◆ Excerpted text:
Got a call from the friendly (and hot-sounding) lady at Babbage's - they're going to start selling them at 9:15 PM today, and stay open until about 10:30 or so.   

Hmm, I get out of work at 9pm...and it's a 15 minute drive to the mall.. Oh yes, it will be mine.  

I haven't been this jazzed about a game since the first time I played OOT... I still remember my friend saying "Oh my god! You found the compass!" in the first dungeon.


----------



## Angcuru (Mar 25, 2003)

JUST PLAYED IT AND IT ROCKS!

but my eyes ran low on hydration due to my inability to blink while playing, so I stopped for the night.


----------



## John Crichton (Mar 25, 2003)

Mine's in the mail and will be on my doorstep tomorrow morning before 11am (yay, FedEx!).  Altho I probably won't get a solid chance to play it until the weekend, it will be cool to have it waiting for me.


----------



## MeepoTheMighty (Mar 26, 2003)

Just spent a few hours working my way through the first dungeon...it's a doozy, really had me scratching my head at some points.  The level design is pretty inspired, there were a lot of clever things they had you do in order to get around.  I can't wait to see what else there is


----------



## Destil (Mar 26, 2003)

Stole my roommates copy while he works on his networking homework and played for around five hours, clearing the first and second dungeons. Very very pritty and excelent level design as always, though the way the action sort of pauses as you strike things with your sword is a bit of an annoyance, at least when you do spin attack.


----------



## Ristamar (Mar 26, 2003)

Destil said:
			
		

> *Stole my roommates copy while he works on his networking homework and played for around five hours, clearing the first and second dungeons. Very very pritty and excelent level design as always, though the way the action sort of pauses as you strike things with your sword is a bit of an annoyance, at least when you do spin attack. *




The only combat related pause I noticed occurs when an enemy dies, implemented for dramatic effect.

◆ The exercise: Reproduce the forum thread about the game launch word for word. The records have no connection to the text.

Collected data
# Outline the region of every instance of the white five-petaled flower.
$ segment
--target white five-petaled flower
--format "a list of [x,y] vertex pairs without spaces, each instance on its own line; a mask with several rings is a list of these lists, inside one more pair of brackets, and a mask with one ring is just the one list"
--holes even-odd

* * *

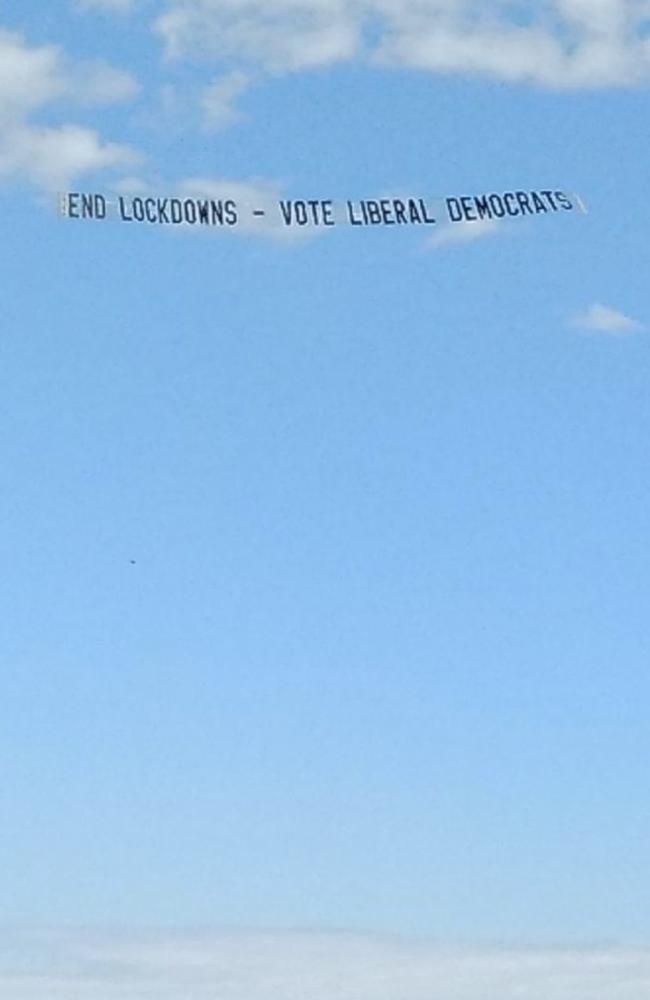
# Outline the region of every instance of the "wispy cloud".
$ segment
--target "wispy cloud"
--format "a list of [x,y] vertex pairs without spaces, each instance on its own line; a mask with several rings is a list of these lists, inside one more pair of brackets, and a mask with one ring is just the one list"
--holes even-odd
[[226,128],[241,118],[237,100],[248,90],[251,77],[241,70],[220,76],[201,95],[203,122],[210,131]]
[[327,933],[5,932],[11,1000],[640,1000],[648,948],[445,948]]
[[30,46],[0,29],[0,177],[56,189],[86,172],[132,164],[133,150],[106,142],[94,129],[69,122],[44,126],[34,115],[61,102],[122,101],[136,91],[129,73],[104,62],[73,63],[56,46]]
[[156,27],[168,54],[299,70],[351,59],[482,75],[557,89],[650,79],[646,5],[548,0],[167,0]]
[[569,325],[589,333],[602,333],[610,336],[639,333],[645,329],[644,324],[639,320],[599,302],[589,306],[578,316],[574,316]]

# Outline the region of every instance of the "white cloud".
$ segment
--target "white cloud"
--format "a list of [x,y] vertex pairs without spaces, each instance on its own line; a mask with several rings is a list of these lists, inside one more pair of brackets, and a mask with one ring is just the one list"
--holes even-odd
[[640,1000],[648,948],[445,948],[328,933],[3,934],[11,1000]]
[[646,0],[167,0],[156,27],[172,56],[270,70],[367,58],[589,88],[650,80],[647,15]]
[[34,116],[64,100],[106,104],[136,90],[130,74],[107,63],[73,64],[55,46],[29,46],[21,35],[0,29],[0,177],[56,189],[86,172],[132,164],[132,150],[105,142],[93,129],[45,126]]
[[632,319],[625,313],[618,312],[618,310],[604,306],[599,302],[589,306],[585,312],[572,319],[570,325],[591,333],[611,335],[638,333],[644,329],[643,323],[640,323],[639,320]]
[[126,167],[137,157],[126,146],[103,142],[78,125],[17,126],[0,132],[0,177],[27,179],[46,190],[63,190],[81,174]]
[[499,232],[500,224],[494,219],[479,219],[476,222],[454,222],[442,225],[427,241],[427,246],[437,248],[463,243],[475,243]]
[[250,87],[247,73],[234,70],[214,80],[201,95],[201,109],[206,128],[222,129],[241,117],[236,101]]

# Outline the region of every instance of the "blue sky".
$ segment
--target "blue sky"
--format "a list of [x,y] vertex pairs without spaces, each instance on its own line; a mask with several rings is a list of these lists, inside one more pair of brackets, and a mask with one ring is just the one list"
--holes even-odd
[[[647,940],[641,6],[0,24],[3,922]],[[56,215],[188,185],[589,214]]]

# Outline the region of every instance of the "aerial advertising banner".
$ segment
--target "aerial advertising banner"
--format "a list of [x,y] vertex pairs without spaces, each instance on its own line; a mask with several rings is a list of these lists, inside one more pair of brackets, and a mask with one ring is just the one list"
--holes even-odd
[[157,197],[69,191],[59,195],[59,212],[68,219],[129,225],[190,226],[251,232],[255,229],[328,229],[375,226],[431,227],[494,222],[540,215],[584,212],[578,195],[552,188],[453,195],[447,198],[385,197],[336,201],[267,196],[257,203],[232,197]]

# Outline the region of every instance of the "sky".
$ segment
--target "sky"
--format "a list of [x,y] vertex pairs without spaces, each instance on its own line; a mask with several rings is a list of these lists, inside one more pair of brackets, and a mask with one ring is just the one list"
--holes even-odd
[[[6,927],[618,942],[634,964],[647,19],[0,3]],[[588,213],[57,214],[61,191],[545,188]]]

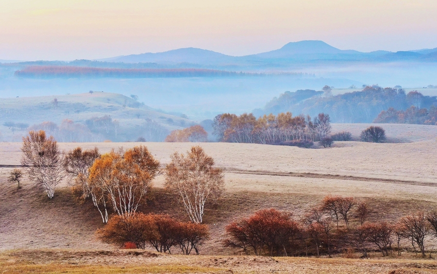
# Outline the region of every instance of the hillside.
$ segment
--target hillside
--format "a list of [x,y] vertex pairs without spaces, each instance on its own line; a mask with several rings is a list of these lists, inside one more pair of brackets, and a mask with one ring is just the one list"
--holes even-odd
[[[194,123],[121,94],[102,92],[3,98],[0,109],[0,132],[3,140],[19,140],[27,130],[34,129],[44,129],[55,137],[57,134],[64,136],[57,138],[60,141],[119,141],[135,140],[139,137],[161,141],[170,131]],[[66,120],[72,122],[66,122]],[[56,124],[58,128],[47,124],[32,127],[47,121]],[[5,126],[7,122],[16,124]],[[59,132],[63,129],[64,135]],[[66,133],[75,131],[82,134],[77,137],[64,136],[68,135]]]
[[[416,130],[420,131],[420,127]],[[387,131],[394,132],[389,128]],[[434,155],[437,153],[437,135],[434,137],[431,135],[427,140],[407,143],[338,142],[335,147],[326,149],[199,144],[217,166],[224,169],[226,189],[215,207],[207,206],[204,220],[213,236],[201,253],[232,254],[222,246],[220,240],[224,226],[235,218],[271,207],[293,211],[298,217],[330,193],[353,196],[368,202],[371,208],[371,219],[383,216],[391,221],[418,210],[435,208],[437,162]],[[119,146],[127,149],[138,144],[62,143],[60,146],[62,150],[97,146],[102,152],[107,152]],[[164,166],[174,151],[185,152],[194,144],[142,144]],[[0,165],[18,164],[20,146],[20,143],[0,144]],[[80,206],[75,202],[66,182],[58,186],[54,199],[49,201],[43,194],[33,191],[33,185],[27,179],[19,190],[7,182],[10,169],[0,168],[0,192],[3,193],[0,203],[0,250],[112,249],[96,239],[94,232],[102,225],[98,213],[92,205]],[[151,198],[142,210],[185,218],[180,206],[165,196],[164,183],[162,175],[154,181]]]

◆ Exercise result:
Got a call from the friendly (and hot-sounding) lady at Babbage's - they're going to start selling them at 9:15 PM today, and stay open until about 10:30 or so.   

Hmm, I get out of work at 9pm...and it's a 15 minute drive to the mall.. Oh yes, it will be mine.  

I haven't been this jazzed about a game since the first time I played OOT... I still remember my friend saying "Oh my god! You found the compass!" in the first dungeon.


----------



## Angcuru (Mar 25, 2003)

JUST PLAYED IT AND IT ROCKS!

but my eyes ran low on hydration due to my inability to blink while playing, so I stopped for the night.


----------



## John Crichton (Mar 25, 2003)

Mine's in the mail and will be on my doorstep tomorrow morning before 11am (yay, FedEx!).  Altho I probably won't get a solid chance to play it until the weekend, it will be cool to have it waiting for me.


----------



## MeepoTheMighty (Mar 26, 2003)

Just spent a few hours working my way through the first dungeon...it's a doozy, really had me scratching my head at some points.  The level design is pretty inspired, there were a lot of clever things they had you do in order to get around.  I can't wait to see what else there is


----------



## Destil (Mar 26, 2003)

Stole my roommates copy while he works on his networking homework and played for around five hours, clearing the first and second dungeons. Very very pritty and excelent level design as always, though the way the action sort of pauses as you strike things with your sword is a bit of an annoyance, at least when you do spin attack.


----------



## Ristamar (Mar 26, 2003)

Destil said:
			
		

> *Stole my roommates copy while he works on his networking homework and played for around five hours, clearing the first and second dungeons. Very very pritty and excelent level design as always, though the way the action sort of pauses as you strike things with your sword is a bit of an annoyance, at least when you do spin attack. *




The only combat related pause I noticed occurs when an enemy dies, implemented for dramatic effect.